*TEXT BLOCK*:
Jónas Oddur Jónasson

ABSTRACT

Community health workers (CHWs) are increasingly important to healthcare delivery in many African countries. As CHW programs are being scaled up and integrated into national healthcare delivery systems an important policy question is how to deploy CHWs to various regions, given their differences in disease burden and population density as well as the limited national resources for the program. We develop a modeling framework which describes the Quality-Adjusted Life Year (QALY) impact of a CHW program as a function of a region's disease characteristics, operational environment, and CHW deployment density. Specifically, we use continuous logistical models to capture the travel time constraints of CHWs and a novel continuous time stochastic model to describe individual health progression. We quantify the impact of CHW deployment on public health for a special case and build a heuristic to solve a policy makers CHW deployment problem. Leveraging clinical findings, as well as an extensive dataset featuring time-stamps and GPS information for CHW visits in Ghana, we generate policy recommendations for a representative case. We find that in contrast with current guidelines of a constant ratio of 500 patients to CHW, the optimal deployment of the same total number of CHWs ranges from over 800 patients per CHW – in dense regions with limited disease burden – to under 300 patients per CHW – in rural areas with high disease burden. Our sensitivity analyses indicate that the regional differences in the optimal deployment ratio are more extreme in settings with less resources. In addition, we find that a constant patient-to-CHW deployment would result in highly inequitable health outcomes, as a result of regional heterogeneity in patient density and disease burden. In contrast, optimal CHW deployment results in geographically uninform average QALY outcomes, through prioritizing regions with high disease burden and allowing for longer travel times in regions with low patient densities.

Free-text object descriptions:

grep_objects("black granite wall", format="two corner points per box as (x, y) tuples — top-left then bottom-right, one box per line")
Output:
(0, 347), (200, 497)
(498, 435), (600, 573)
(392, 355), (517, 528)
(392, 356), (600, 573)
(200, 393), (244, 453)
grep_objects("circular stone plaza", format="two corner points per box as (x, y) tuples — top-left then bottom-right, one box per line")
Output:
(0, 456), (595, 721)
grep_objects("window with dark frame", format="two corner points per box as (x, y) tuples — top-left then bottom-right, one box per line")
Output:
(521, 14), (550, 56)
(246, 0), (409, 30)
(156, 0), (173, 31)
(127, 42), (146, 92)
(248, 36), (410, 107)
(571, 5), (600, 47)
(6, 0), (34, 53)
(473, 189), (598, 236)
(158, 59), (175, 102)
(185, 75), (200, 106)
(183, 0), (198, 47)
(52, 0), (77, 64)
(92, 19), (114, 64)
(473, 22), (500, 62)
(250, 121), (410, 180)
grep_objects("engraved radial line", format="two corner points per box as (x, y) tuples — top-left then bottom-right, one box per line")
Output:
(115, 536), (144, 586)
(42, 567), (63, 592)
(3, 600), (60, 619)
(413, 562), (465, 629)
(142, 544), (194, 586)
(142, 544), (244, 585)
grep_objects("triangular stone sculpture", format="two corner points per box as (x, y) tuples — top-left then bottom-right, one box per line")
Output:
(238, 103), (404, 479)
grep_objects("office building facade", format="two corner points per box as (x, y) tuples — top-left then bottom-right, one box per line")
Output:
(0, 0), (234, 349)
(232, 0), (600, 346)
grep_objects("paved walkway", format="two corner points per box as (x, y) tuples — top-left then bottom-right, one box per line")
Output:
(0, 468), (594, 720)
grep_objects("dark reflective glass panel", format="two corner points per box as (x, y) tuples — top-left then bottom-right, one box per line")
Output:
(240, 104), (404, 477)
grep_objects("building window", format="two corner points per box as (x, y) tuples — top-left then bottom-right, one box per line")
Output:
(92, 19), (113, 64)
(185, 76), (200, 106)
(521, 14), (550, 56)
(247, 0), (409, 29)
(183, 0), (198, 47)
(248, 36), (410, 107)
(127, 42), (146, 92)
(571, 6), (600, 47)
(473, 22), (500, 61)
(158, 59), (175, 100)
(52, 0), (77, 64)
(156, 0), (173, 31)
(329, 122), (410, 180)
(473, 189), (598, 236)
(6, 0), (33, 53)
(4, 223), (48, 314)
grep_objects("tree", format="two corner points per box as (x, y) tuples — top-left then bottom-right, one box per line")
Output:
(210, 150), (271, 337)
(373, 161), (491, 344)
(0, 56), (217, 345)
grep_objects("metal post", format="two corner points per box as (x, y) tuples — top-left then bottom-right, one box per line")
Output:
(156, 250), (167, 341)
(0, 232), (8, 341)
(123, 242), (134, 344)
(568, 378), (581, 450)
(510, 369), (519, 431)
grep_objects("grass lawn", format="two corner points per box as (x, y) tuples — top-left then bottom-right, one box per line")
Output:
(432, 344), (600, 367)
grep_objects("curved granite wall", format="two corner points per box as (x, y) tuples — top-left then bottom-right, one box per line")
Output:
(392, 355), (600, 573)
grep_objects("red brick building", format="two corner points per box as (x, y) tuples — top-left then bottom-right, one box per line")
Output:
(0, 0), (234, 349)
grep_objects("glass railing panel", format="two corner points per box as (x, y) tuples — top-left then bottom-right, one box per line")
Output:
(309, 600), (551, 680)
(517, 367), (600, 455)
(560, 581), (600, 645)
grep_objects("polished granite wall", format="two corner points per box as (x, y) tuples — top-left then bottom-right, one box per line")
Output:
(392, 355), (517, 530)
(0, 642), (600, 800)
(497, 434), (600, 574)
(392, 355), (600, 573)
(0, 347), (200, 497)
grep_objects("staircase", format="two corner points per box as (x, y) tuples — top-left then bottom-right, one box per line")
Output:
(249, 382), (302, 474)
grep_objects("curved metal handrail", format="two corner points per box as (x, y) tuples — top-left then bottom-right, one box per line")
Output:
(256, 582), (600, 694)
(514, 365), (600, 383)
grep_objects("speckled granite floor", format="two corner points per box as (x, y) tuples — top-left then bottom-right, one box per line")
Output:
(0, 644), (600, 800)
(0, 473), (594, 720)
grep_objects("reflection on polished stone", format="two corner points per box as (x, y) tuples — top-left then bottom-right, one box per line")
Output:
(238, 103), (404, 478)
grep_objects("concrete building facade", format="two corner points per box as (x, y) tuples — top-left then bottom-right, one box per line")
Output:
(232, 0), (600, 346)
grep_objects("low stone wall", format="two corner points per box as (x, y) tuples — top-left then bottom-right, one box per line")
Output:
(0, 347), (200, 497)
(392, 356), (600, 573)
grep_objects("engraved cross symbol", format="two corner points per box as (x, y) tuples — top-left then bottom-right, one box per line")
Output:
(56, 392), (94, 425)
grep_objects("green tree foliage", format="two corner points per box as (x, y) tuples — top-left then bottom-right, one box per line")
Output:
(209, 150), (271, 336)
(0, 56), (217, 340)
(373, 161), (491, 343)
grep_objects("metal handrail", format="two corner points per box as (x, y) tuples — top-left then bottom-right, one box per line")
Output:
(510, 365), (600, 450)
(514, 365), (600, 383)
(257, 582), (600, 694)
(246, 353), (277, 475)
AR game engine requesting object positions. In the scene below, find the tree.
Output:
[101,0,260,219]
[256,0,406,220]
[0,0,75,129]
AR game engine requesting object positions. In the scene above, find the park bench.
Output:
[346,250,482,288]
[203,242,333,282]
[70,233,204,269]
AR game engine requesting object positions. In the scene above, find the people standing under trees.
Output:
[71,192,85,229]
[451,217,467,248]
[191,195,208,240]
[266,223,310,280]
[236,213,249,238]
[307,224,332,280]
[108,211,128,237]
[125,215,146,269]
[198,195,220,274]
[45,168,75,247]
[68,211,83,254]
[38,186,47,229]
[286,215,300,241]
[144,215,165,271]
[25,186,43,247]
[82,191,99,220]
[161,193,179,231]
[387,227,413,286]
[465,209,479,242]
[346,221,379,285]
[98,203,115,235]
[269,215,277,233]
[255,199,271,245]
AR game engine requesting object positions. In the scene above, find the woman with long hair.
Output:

*WORK TO COMPLETE*:
a) According to the abstract on community health worker deployment, what patient-to-CHW ratio do current guidelines set?
b) Write a continuation of the abstract on community health worker deployment, picking up after its final sentence.
The rows are not needed for either task.

*ANSWERS PROVIDED*:
a) A constant ratio of 500 patients to each CHW.

b)
BIO

Jónas Oddur Jónasson is the Class of 1943 Career Development Professor and an Assistant Professor of Operations Management at the MIT Sloan School of Management.

His primary research focus is on improving healthcare delivery in resource-limited settings. In particular, Jónas is interested in developing data-driven models describing the impact of operational implementation of healthcare delivery programs on individual disease progression and public health outcomes. In his research Jónas has collaborated with a number of healthcare delivery organizations, including the Earth Institute, the Clinton Health Access Initiative, Riders for Health, and the London Ambulance Service.

Jónas’ research has been published in Operations Research. He was awarded the 2014 Bonder Scholarship for applied Operations Research in Health Services and received first prize in the 2014 INFORMS Manufacturing & Service Operations Management (MSOM) student paper competition for his work on early infant diagnosis of HIV in resource limited settings. Recently he was awarded a Grand Challenges Exploration grant from the Gates Foundation.

 

Prior to joining MIT, Jónas received his PhD in Management Science and Operations from London Business School, an MPhil from the University of Cambridge, an MSc from the London School of Economics and Political Science, and his BSc from the University of Iceland.